# TASK ITEM
Look through the listing below for the word "tags" and copy every line where it occurs.

# AVAILABLE DATA
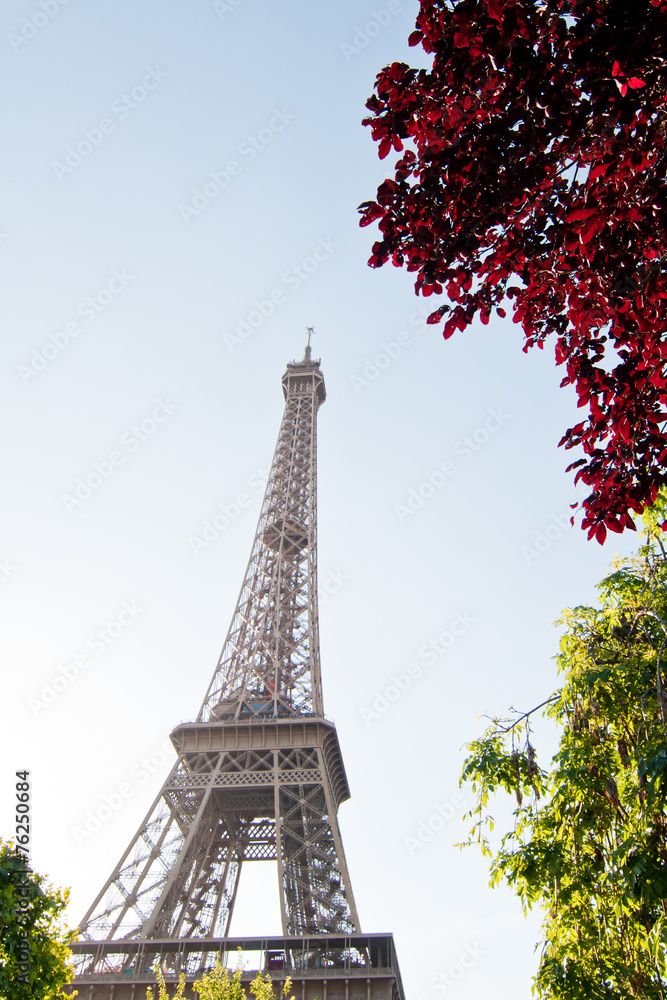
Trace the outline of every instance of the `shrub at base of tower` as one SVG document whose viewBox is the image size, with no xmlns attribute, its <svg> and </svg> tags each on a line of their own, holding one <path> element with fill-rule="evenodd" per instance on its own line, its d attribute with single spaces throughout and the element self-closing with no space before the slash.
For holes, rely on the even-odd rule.
<svg viewBox="0 0 667 1000">
<path fill-rule="evenodd" d="M 167 991 L 162 970 L 157 967 L 155 971 L 158 981 L 157 998 L 154 988 L 149 986 L 146 990 L 147 1000 L 185 1000 L 184 975 L 180 977 L 176 993 L 171 995 Z M 223 968 L 218 962 L 213 969 L 205 972 L 201 979 L 193 983 L 192 988 L 199 997 L 199 1000 L 247 1000 L 248 994 L 241 982 L 242 974 L 243 970 L 241 968 L 231 973 L 229 969 Z M 292 981 L 288 978 L 285 980 L 280 993 L 276 995 L 271 976 L 268 973 L 262 976 L 261 972 L 257 973 L 249 987 L 249 991 L 255 1000 L 288 1000 L 291 989 Z M 290 997 L 289 1000 L 294 1000 L 294 997 Z"/>
<path fill-rule="evenodd" d="M 524 909 L 545 910 L 542 998 L 667 996 L 667 554 L 661 500 L 647 542 L 599 586 L 599 607 L 563 614 L 563 687 L 544 713 L 560 728 L 543 770 L 530 720 L 494 719 L 469 744 L 462 781 L 477 793 L 467 844 L 492 859 Z M 489 798 L 516 797 L 491 845 Z"/>
<path fill-rule="evenodd" d="M 59 918 L 66 889 L 54 889 L 31 869 L 13 844 L 0 841 L 0 997 L 69 1000 L 74 971 L 68 945 L 73 931 Z"/>
</svg>

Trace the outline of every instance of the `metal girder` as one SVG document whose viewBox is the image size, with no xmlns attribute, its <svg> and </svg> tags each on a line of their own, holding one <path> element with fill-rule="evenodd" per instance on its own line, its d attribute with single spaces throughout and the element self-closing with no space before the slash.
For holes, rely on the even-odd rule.
<svg viewBox="0 0 667 1000">
<path fill-rule="evenodd" d="M 269 972 L 278 996 L 289 976 L 290 993 L 298 1000 L 405 998 L 390 934 L 77 942 L 73 951 L 79 972 L 73 988 L 80 1000 L 140 1000 L 147 986 L 155 986 L 157 966 L 167 995 L 174 995 L 181 974 L 190 995 L 204 969 L 216 961 L 233 969 L 239 948 L 249 963 L 242 972 L 245 990 L 261 971 Z M 99 971 L 86 971 L 93 969 Z"/>
</svg>

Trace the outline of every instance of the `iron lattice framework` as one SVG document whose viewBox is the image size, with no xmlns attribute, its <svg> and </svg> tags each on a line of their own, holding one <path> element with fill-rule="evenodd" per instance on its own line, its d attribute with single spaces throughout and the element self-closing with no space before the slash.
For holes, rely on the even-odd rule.
<svg viewBox="0 0 667 1000">
<path fill-rule="evenodd" d="M 169 777 L 83 919 L 75 985 L 90 984 L 84 996 L 134 997 L 138 981 L 154 981 L 137 966 L 151 954 L 167 956 L 168 977 L 185 971 L 192 981 L 197 963 L 225 952 L 243 863 L 262 860 L 277 865 L 280 940 L 289 942 L 266 952 L 284 966 L 268 967 L 365 970 L 367 1000 L 402 995 L 398 970 L 385 968 L 390 937 L 378 950 L 361 936 L 337 820 L 349 788 L 322 705 L 316 419 L 325 388 L 310 346 L 282 385 L 285 411 L 232 624 L 197 720 L 172 733 Z"/>
<path fill-rule="evenodd" d="M 283 376 L 285 412 L 236 611 L 199 720 L 322 715 L 317 616 L 317 411 L 310 347 Z"/>
</svg>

# EXERCISE RESPONSE
Trace the outline of every instance of the `shrub at base of tower` as one SVG document whose viewBox is the image size, with no xmlns attribute, its <svg> and </svg> tags each on a line of their own, holding one <path> element with fill-rule="evenodd" per instance on its own line, its d attribute with single spaces throughout and the element self-closing with no space before the slash.
Trace the outline of every instance of the `metal girder` as one SVG document whose viewBox is the image size, with no xmlns attribute, its <svg> and </svg> tags each on a line of their own, holding one <path> element with fill-rule="evenodd" per instance on its own line, its d attribute with single spaces throughout and the element self-closing with no space before the slash.
Trace the outline of every instance of the `iron lattice framework` as one SVG document whose viewBox is the image size, with no xmlns attribute, its <svg> and </svg> tags each on a line of their own, holding one <path> element with fill-rule="evenodd" per instance on its own line, its d attribute with single spaces throughout and the element self-closing with no space before the slash.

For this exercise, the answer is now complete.